Document excerpt:
↓

As you read these lines, one race takes place. The most beautiful yet vicious beyond recognition, it is without a single rule. The average odds to win are 0.0000005 percent. Only one competitor shall prevail, others will expire. None would consider to participate, let alone gamble or bet on the outcome. Hell no.

Yet again, the race has been held for over 50,000 years with 108 billion editions. We’re not only voluntarily contestants but regular bettors as well. When it comes to race prelude, we’re crazy about it.

No one has ever seen this ultimate competition. We intend to take you there.

Just imagine it for a moment.

The 200 million runners negotiate close to 24 miles of slippery, sticky, and rocky course. That’s few miles short of the marathon race.

The race track has variable width, from tens to hundreds of feet; close to the finish line, it funnels down to approximately 3ft. There are walls, too. Greasy yet gluey, they will result in grinding halt the moment you touch them. Same goes for the ceiling.

There are no rules, regulations, fair play in this race. None.

You’re on your own.

The competition will do whatever it takes to bring you down or use to their own benefit. Pierre de Coubertin would cringe, Affiliate Guard Dog would dedicate the whole subdomain to this challenge only.

The race environment is hostile from the onset in an uncompromisingly terminal manner with only one item on the agenda — to root out the weakest by any means necessary.

It will change appearance to deceive you, alter shape to strand you, modify the surface to entangle you, pour acidic chemicals to dissolve you, send swarms of aggressors to decimate you. eCOGRA would run permanent recruitment ad just to keep the track of grievances happening in this jurisdiction.

↑

Exercise set:
1: According to the race excerpt, how long is the course that the runners must cover?
2: Continue the race excerpt from its final sentence.
The records that follow come from a separate source.

Entries shown:

↓

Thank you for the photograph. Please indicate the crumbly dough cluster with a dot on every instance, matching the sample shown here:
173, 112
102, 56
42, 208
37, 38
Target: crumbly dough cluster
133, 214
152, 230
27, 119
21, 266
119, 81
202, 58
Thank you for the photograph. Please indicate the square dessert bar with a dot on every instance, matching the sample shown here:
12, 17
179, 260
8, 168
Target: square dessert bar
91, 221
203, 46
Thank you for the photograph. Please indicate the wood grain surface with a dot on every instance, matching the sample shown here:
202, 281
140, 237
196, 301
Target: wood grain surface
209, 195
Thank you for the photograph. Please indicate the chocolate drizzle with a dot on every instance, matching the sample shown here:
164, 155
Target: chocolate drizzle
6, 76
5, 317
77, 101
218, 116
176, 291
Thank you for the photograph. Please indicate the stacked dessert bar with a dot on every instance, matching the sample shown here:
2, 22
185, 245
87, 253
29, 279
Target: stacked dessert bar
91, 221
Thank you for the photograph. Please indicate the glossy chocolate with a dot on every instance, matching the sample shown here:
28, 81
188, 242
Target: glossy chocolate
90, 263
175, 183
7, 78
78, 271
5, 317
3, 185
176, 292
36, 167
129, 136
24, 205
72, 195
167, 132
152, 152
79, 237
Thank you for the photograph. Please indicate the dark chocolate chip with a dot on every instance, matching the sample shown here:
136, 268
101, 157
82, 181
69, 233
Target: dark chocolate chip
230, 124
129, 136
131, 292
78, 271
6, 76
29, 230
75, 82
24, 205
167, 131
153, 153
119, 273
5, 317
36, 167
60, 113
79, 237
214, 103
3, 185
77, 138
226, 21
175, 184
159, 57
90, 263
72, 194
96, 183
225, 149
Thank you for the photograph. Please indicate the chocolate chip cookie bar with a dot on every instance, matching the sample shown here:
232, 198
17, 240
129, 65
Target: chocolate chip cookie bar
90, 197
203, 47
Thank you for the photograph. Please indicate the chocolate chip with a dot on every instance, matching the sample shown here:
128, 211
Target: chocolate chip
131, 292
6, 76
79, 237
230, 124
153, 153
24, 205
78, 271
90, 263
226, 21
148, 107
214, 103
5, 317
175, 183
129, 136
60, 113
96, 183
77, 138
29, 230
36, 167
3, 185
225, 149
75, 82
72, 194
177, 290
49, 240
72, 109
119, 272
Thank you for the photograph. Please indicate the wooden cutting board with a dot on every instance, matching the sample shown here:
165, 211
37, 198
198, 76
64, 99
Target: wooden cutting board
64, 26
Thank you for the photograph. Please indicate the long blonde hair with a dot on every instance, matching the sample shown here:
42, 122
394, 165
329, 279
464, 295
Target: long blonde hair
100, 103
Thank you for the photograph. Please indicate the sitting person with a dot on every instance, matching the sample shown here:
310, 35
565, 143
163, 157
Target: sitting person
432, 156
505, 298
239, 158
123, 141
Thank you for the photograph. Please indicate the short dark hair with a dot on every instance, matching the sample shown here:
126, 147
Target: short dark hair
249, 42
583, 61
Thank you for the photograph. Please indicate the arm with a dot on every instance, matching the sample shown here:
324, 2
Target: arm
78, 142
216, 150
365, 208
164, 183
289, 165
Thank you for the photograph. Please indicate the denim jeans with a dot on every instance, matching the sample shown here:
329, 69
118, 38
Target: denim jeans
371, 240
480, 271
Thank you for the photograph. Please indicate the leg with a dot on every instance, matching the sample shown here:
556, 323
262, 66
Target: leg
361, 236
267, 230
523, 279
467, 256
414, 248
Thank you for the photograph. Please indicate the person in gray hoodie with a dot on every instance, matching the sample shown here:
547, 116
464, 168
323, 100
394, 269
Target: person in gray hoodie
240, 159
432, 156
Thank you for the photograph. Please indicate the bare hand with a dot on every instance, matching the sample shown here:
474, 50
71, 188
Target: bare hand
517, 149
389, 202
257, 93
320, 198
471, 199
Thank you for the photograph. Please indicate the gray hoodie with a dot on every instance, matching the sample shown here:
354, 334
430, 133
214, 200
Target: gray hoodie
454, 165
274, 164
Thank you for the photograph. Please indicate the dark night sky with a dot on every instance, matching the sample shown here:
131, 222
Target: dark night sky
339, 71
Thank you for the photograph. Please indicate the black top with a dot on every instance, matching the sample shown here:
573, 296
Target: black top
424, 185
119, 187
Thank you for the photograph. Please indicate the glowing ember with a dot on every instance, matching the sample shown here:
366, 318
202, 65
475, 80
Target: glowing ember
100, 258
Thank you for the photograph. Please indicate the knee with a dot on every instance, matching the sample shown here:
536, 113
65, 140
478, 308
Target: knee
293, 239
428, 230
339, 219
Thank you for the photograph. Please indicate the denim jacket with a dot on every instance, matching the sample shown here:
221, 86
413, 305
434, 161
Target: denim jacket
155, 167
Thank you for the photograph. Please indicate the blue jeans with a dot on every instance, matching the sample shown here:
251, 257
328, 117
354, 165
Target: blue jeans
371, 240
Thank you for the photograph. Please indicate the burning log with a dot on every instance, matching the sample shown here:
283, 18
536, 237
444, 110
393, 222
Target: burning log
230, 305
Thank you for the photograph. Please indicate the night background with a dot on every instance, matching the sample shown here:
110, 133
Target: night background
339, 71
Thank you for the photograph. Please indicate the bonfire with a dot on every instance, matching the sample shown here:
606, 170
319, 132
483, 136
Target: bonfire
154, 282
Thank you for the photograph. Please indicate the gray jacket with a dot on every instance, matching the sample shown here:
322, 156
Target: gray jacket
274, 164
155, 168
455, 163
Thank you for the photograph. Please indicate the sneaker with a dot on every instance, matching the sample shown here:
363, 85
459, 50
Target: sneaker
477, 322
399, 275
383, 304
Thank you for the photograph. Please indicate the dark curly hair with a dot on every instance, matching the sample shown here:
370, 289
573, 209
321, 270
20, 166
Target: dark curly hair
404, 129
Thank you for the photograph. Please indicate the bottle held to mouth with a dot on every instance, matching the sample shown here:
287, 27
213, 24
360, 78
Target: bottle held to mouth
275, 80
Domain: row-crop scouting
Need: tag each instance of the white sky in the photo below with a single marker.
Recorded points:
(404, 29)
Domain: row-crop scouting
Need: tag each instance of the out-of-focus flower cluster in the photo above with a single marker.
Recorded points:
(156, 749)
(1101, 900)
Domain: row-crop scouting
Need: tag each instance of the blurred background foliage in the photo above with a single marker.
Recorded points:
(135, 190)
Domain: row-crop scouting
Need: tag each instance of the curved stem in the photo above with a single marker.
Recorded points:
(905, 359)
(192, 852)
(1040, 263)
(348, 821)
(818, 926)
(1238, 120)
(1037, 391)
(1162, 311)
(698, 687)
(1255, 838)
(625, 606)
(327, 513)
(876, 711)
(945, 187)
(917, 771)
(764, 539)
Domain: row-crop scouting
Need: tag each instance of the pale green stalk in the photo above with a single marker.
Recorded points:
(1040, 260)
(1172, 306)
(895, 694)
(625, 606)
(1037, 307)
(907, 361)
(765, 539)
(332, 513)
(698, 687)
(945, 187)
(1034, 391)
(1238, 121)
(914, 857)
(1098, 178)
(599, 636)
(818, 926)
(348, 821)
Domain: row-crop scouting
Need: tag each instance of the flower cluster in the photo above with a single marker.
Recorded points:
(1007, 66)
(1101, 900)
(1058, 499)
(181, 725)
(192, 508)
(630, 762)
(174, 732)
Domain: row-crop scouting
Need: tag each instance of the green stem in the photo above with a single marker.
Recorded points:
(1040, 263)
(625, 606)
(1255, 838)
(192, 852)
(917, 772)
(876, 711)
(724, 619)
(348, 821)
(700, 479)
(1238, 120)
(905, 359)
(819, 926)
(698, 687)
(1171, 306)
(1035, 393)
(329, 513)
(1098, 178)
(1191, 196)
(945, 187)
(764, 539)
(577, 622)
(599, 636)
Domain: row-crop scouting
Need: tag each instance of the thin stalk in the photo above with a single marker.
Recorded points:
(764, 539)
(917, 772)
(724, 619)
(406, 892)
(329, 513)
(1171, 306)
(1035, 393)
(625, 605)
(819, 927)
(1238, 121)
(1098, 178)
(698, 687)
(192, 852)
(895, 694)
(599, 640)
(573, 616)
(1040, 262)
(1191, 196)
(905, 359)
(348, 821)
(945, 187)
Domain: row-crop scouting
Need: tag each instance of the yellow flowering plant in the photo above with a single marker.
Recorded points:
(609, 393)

↑

Answers to the exercises:
1: Close to 24 miles.

2:
Just kidding. There is no jurisdiction here — you have no shelter or support whatsoever.

Your coach won’t be there, no empathy or relief as you compete. Nor will be your fans. As a matter of fact, there are no spectators in this race. No cheers, shouts, or sights to recharge you. If you’d to ask about players’ protection or Certified Fair Gambling, you’d get blink from the race organizer. Only, you couldn’t see it — the race happens in a pitch black dark.

In the end, there is just one spot at the podium.

No second or third place, no rankings whatsoever. No consolation prize; the organizer never heard of honorable mentions. If you’re not the winner there is no life to be lived to fight another day.

You either triumph or perish. You are on the podium or you are literally dead. Quite RTP.

Would you participate in such a race? Would you take your chance, make a bet?

Gambling Attrition

The intriguing part? For you to become and do whatever you do in your life, someone did exactly that.

For you to place d’Alembert at roulette or to build wagering bridge on river in Texas hold’em, for you to call carte at baccarat or to win two grand on crazy spins, someone won in this race.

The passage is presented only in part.